══ PASSAGE SHOWN

Thursday, July 28, 2011

The Thin Blue Line













There's an interesting paradoxical dynamic afoot here, with regard to some in the anti-Islam movement (i.e., with those who seem to be more anti-modern-West than they are anti-Islam per se, of which the latter is a subset at best):

The more they press the lessons we have learned about the Breivik attacks, the more the modern West, as enthralled and controlled by "liberals" or "Leftists", seems to be depicted by them as colossally stupid and (self-)destructive -- and thus the more Breivik's acts were justified.

This dynamic is a vector process; it is not a position. It approaches the justification of Breivik; it does not necessarily actually espouse it. For to do the latter would be to arrive at coherence -- and the dynamic subsists through incoherence: basically, the incoherence that combines two colloquial fallacies:

Having Your Cake and Eating It Too

The Emperor With No Clothes.

The stronger the language used by these certain anti-modern-West individuals to describe the colossally stupid and (self-)destructive nature of the modern West (where "self-destructive" entails literal destruction of our society and tyranny over our fellow citizens), the closer they come to crossing the Thin Blue Line separating them from Breivik.

════
══ COLLECTED DATA

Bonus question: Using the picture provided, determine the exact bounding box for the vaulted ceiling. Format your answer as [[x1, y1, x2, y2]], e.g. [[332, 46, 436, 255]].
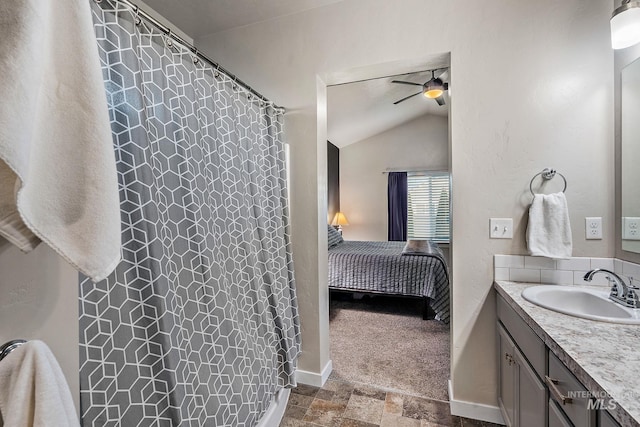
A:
[[327, 71, 449, 148], [142, 0, 449, 147], [141, 0, 342, 39]]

════

### WRITTEN TASKS:
**A.** Reproduce the passage of the post on the Breivik attacks starting at "This dynamic is" and ending at "With No Clothes.".
**B.** According to the post on the Breivik attacks, which two colloquial fallacies does the dynamic's incoherence combine?
**C.** Summarize the post on the Breivik attacks in two sentences.

### IN RESPONSE:
**A.**
This dynamic is a vector process; it is not a position. It approaches the justification of Breivik; it does not necessarily actually espouse it. For to do the latter would be to arrive at coherence -- and the dynamic subsists through incoherence: basically, the incoherence that combines two colloquial fallacies:

Having Your Cake and Eating It Too

The Emperor With No Clothes.

**B.** Having Your Cake and Eating It Too, and The Emperor With No Clothes.

**C.** The post describes a paradoxical dynamic among some in the anti-Islam movement who seem more anti-modern-West than anti-Islam: the more they press the lessons of the Breivik attacks by depicting the modern West as colossally stupid and (self-)destructive, the more Breivik's acts seem justified. It calls this a vector process that approaches justifying Breivik without necessarily espousing it, one that subsists through incoherence, and it says the stronger their language, the closer they come to crossing the Thin Blue Line that separates them from Breivik.